◆ WHAT IS ASKED
• 1. Answer these questions using the review of Andrea Arnold's Wuthering Heights, one answer per line, marked like the questions.
(a) Which two actors starred in Peter Kosminsky's adaptation?
(b) What does Arnold turn the imposing Gothic edifice of the novel into?
(c) Who plays the young Cathy?
• 2. Resume the review of Andrea Arnold's Wuthering Heights where it ends, writing the paragraphs that come after Arnold's remark about Heathcliff in a hoodie.

╭─ PAGE

Andrea Arnold’s Wuthering Heights, the classic novel’s latest film adaptation, is not Emily Bronte’s Wuthering Heights, nor does it claim to be. It is not William Wyler’s Wuthering Heights, the film which starred legends of the stage and screen like Laurence Olivier and Merle Oberon. And it is not at all similar to the last feature film adaptation, Peter Kosminsky’s Wuthering Heights, which starred Ralph Fiennes and Juliette Binoche.
Arnold’s version is something else entirely. It begins with an angry boy banging his head on a wall and ends with a Mumford & Sons song.
This film is bare bones, using its visuals to encourage impressions and feelings. It focuses more on a seemingly trivial crude painting on a wall or a moment of meditation in nature more so than on the décor of a house or the style of a dress. In fact, Arnold transforms the imposing Gothic edifice of Bronte’s imagination into a dilapidated hilltop farm. It is atmospheric rather than melodramatic, bleaker and more brutal than all previous adaptations in which a swooning heroine and a brooding hero were enough.
“It’s quite mad, doing something like this, but in a way it was very liberating because I couldn’t do anything madder really,” Arnold said of her project. She is the first woman to take on a feature film adaptation of Wuthering Heights, and she takes more artistic risks than any previous director.
Many adaptations don’t stay true to the character’s ages, but Arnold’s decision to remain true to Bronte’s vision was a simple one.
“It makes sense that they’re angry and passionate and slapping each other at 13,” she said.
The younger casting allowed her even more ability to delve into Cathy and Heathcliff’s complex psychology. The film then becomes a coming-of-age story for the two in which Cathy and Heathcliff struggle between the wildness of their childhood and the restrictions of adulthood. In focusing on this balance, the performances of the young actors are the best part of the film.
Arnold sees this struggle as an extension of Bronte’s own anxieties about societal perceptions of femininity in the 19th century.
“There’s Emily and Cathy roaming the moors being free and independent as children and then losing that freedom and independence when they hit puberty and had to be married,” she said.
But though Cathy is certainly less passive and more three-dimensional in this adaptation, she still serves more as a symbol (of Heathcliff’s youthful hopes) rather than a true character.
A subtly mischievous Shannon Beer plays the young Cathy wonderfully. and Kaya Scoledario does an equally good job in a more restrained adult version of the character.
Solomon Glave is particularly suited to the part of the solemn and tormented Heathcliff, and James Howson does well as his more sophisticated older counterpart. Heathcliff becomes less the Byronic hero of old and more a cousin of James Dean from Rebel Without a Cause.
Indeed, Andrea Arnold sees the similarities in the moody young men.
“I started writing a contemporary version. When I was up in the moors, I saw this lad walking down somewhere wearing a hoodie and I thought, ‘Heathcliff! Heathcliff in a hoodie!’ And I started it that way,” she said.

╰─
╭─ RECORD EXTRACTS

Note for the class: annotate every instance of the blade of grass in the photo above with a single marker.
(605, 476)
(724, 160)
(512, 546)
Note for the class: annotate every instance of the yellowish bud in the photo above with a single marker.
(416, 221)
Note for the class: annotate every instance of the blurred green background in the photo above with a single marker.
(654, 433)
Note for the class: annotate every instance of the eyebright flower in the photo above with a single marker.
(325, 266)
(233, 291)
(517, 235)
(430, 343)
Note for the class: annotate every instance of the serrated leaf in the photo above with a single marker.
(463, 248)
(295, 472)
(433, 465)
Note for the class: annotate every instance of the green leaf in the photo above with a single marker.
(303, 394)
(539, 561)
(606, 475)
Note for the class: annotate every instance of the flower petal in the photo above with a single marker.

╰─
╭─ RECORD EXTRACTS

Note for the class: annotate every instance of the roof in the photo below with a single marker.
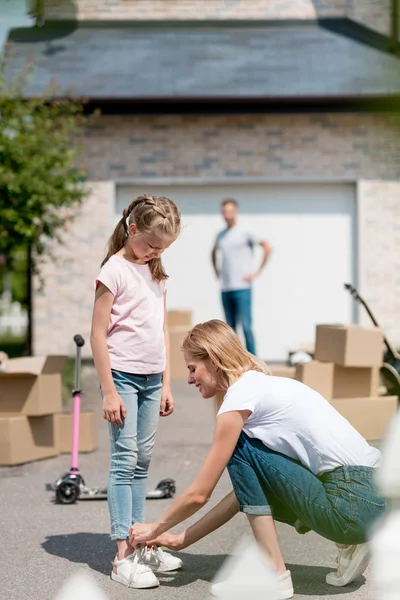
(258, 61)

╰─

◆ TASK ANSWERS
• 1.
(a) Ralph Fiennes and Juliette Binoche
(b) A dilapidated hilltop farm
(c) Shannon Beer

• 2.
Additionally, Arnold intended and succeeded in attempting to create audience empathy for Heathcliff.
“[In the novel], he’s this mythical, revengeful, brutal, angry character and yet, hang on a minute, didn’t they completely brutalize him as a child?”
One of the ways Arnold intended to highlight Heathcliff’s exclusion was by casting black actors in his role. Though Arnold acknowledges that this representation might not have been Bronte’s intention on the page, the symbolism of Heathcliff being a visually different race from his adopted family was important to her.
“[Bronte] played with him being different, and his difference is important,” said Arnold. “And the fact that he’s different does bring about some of the brutality and I wanted to be very clear about that. … Because I wanted to make it a very visual film, I wanted to make his difference very clear.”
In other aspects as well, the film succeeds at being visual. It is, simply put, beautiful. The camera hovers on thistle and local insects, storm clouds and raindrops.
But the visual emphasis also makes for the film’s downfall.
The supernatural is substituted for the natural and it seems sort of strange to watch Wuthering Heights without spectres and souls. Furthermore, there isn’t much in the way dialogue or transitions, and the narrative suffers for it.
Audience members, then, must have a thorough understanding of the novel to follow the plot. And those who have read the novel might be disappointed in the film’s divergences.
Though the actors can fill in blanks through looks and gestures, too much of the source material is still unfortunately omitted. And though forgoing the second half of the novel should be a good directorial choice, the film seems to end all too abruptly with many questions left unanswered.
But the overall question that Arnold asks us — “Are we born or are we made?” — does receive proper exploration. We see Heathcliff abused and angry from childhood, yet we also see him tender and hopeful with Cathy. The audience gets the sense that this version could have ended much more happily for its protagonists. That realistic exploration alone makes the film worth watching.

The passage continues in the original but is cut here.